#### WHAT YOU NEED TO DO
Would you give the entries again word for word, with no pictures in the copy?

□ □ □ □ □

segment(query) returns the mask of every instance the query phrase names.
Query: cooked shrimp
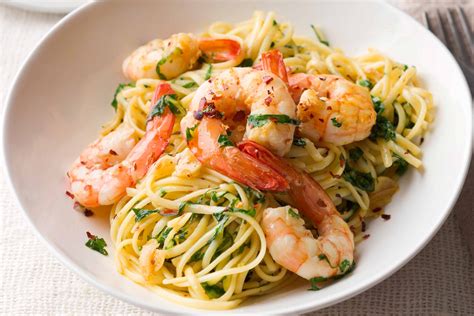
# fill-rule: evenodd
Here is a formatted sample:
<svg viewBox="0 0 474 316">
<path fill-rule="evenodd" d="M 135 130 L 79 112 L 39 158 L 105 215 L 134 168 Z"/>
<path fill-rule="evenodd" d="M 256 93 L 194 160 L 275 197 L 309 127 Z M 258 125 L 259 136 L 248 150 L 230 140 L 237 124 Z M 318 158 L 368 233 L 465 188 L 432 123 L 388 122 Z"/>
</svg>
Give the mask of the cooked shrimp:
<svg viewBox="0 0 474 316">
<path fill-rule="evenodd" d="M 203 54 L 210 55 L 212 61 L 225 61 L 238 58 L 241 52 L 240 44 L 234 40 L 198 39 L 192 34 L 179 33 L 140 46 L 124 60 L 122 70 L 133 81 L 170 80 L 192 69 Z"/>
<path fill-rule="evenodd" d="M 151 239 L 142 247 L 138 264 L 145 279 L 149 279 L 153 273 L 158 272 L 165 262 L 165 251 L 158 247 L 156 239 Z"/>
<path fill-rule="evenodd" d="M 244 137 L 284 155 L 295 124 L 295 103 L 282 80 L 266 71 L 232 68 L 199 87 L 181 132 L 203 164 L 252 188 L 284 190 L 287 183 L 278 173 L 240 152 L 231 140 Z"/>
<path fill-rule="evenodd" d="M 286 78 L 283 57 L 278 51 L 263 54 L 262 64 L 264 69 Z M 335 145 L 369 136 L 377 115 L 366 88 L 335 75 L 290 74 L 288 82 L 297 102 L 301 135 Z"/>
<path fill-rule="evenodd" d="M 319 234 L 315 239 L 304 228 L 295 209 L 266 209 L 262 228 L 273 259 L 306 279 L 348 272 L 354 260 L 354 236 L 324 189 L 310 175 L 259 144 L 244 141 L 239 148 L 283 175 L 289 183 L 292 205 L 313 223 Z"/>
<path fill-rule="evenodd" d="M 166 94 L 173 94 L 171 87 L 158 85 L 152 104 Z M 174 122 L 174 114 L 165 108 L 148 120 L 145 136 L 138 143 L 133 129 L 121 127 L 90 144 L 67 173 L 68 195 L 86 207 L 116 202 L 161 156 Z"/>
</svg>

□ □ □ □ □

#### EXERCISE SOLUTION
segment(query) returns the mask of every instance the query phrase names.
Query: cooked shrimp
# fill-rule: evenodd
Here is a formatted sample:
<svg viewBox="0 0 474 316">
<path fill-rule="evenodd" d="M 135 130 L 79 112 L 39 158 L 105 215 L 134 168 Z"/>
<path fill-rule="evenodd" d="M 256 93 L 194 160 L 275 197 L 309 127 Z M 258 125 L 259 136 L 248 150 L 230 140 L 237 124 Z M 318 158 L 368 233 L 465 188 L 432 123 L 388 122 Z"/>
</svg>
Give the mask of the cooked shrimp:
<svg viewBox="0 0 474 316">
<path fill-rule="evenodd" d="M 203 54 L 210 55 L 212 61 L 225 61 L 238 58 L 241 52 L 240 44 L 234 40 L 198 39 L 192 34 L 179 33 L 140 46 L 124 60 L 122 70 L 133 81 L 170 80 L 192 69 Z"/>
<path fill-rule="evenodd" d="M 151 239 L 142 247 L 138 264 L 145 279 L 149 279 L 153 273 L 158 272 L 165 262 L 165 251 L 158 247 L 156 239 Z"/>
<path fill-rule="evenodd" d="M 244 137 L 284 155 L 295 124 L 295 103 L 282 80 L 266 71 L 232 68 L 199 87 L 181 132 L 203 164 L 252 188 L 284 190 L 287 183 L 278 173 L 240 152 L 231 140 Z"/>
<path fill-rule="evenodd" d="M 286 78 L 283 57 L 278 51 L 263 54 L 262 64 L 264 69 Z M 335 145 L 369 136 L 377 115 L 366 88 L 335 75 L 290 74 L 288 82 L 297 102 L 301 135 Z"/>
<path fill-rule="evenodd" d="M 319 234 L 315 239 L 304 228 L 295 209 L 266 209 L 262 228 L 273 259 L 306 279 L 348 272 L 354 260 L 354 236 L 324 189 L 310 175 L 259 144 L 244 141 L 239 148 L 283 175 L 289 183 L 292 205 L 313 223 Z"/>
<path fill-rule="evenodd" d="M 166 94 L 173 94 L 171 87 L 158 85 L 152 104 Z M 174 122 L 174 114 L 165 108 L 148 120 L 145 136 L 138 143 L 133 129 L 121 127 L 90 144 L 67 173 L 68 195 L 86 207 L 116 202 L 161 156 Z"/>
</svg>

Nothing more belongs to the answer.